### What the task asks
In the entries below, every line that contains "like" must be located and copied.

### Material for this exercise
Start of Block
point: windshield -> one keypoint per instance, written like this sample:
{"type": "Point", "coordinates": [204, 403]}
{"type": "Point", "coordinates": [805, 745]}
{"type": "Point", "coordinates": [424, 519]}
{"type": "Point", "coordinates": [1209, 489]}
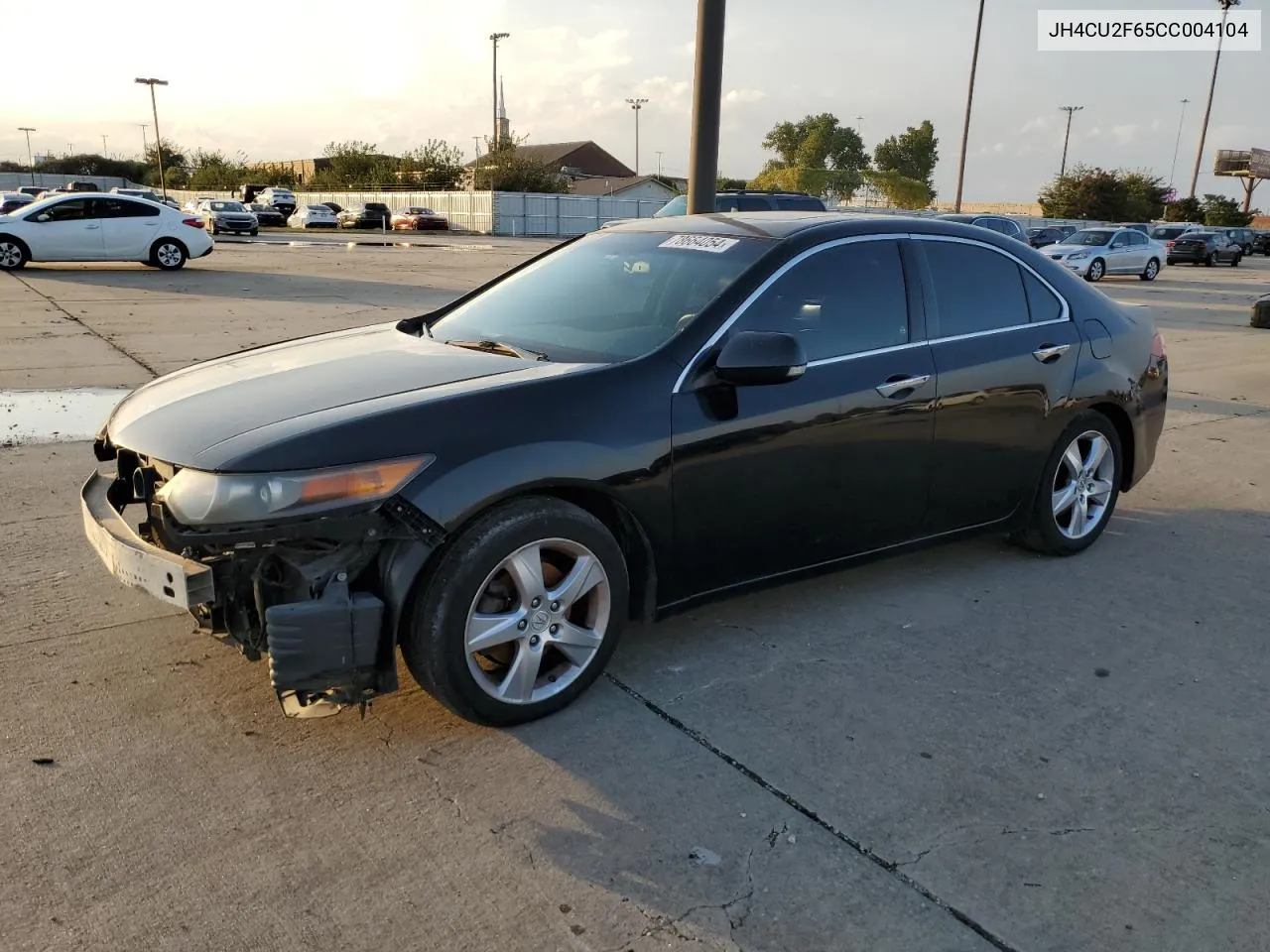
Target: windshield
{"type": "Point", "coordinates": [611, 296]}
{"type": "Point", "coordinates": [1088, 238]}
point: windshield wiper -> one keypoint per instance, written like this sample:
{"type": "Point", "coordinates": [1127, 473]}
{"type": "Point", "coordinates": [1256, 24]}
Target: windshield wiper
{"type": "Point", "coordinates": [499, 347]}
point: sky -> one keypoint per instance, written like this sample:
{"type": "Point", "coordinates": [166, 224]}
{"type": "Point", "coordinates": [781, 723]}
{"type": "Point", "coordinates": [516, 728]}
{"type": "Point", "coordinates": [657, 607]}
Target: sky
{"type": "Point", "coordinates": [571, 63]}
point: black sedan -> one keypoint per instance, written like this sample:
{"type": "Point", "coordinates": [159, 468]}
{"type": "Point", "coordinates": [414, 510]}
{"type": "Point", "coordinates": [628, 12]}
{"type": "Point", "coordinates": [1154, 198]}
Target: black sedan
{"type": "Point", "coordinates": [629, 422]}
{"type": "Point", "coordinates": [1206, 248]}
{"type": "Point", "coordinates": [268, 216]}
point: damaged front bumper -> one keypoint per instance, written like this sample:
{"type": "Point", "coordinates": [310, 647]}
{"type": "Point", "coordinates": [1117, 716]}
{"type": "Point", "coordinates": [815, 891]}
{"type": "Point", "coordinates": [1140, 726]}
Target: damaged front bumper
{"type": "Point", "coordinates": [321, 599]}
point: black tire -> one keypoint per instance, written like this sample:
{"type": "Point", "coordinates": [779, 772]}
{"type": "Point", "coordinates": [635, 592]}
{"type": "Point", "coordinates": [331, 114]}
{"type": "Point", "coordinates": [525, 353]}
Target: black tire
{"type": "Point", "coordinates": [435, 643]}
{"type": "Point", "coordinates": [14, 254]}
{"type": "Point", "coordinates": [169, 254]}
{"type": "Point", "coordinates": [1042, 531]}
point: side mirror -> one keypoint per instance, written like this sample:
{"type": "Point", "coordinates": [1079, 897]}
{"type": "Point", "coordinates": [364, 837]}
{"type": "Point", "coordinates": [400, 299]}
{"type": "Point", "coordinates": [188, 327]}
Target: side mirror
{"type": "Point", "coordinates": [760, 357]}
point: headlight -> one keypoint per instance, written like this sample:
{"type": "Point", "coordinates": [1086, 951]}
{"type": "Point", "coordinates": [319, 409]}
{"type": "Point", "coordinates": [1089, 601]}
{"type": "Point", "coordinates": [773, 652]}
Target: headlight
{"type": "Point", "coordinates": [197, 498]}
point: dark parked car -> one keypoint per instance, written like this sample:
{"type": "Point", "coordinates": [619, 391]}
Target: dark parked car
{"type": "Point", "coordinates": [267, 214]}
{"type": "Point", "coordinates": [626, 424]}
{"type": "Point", "coordinates": [992, 222]}
{"type": "Point", "coordinates": [1243, 238]}
{"type": "Point", "coordinates": [1053, 235]}
{"type": "Point", "coordinates": [372, 214]}
{"type": "Point", "coordinates": [1206, 248]}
End of Block
### Your response
point: windshield -> one keypoint per instance, written like this sample:
point: windshield wiper -> one keypoint per instance, written like this sample:
point: sky -> one keypoint per instance, written like this sample:
point: black sedan -> one keypoint per instance, written like this sample:
point: damaged front bumper -> one keypoint per instance, written like this sample:
point: black tire -> one keypoint per instance, written like this sample:
point: side mirror -> one keypoint per instance, written like this sample:
point: headlight -> one keypoint per instance, written like this sample:
point: dark parked car -> one keypoint per instance, written like this sample:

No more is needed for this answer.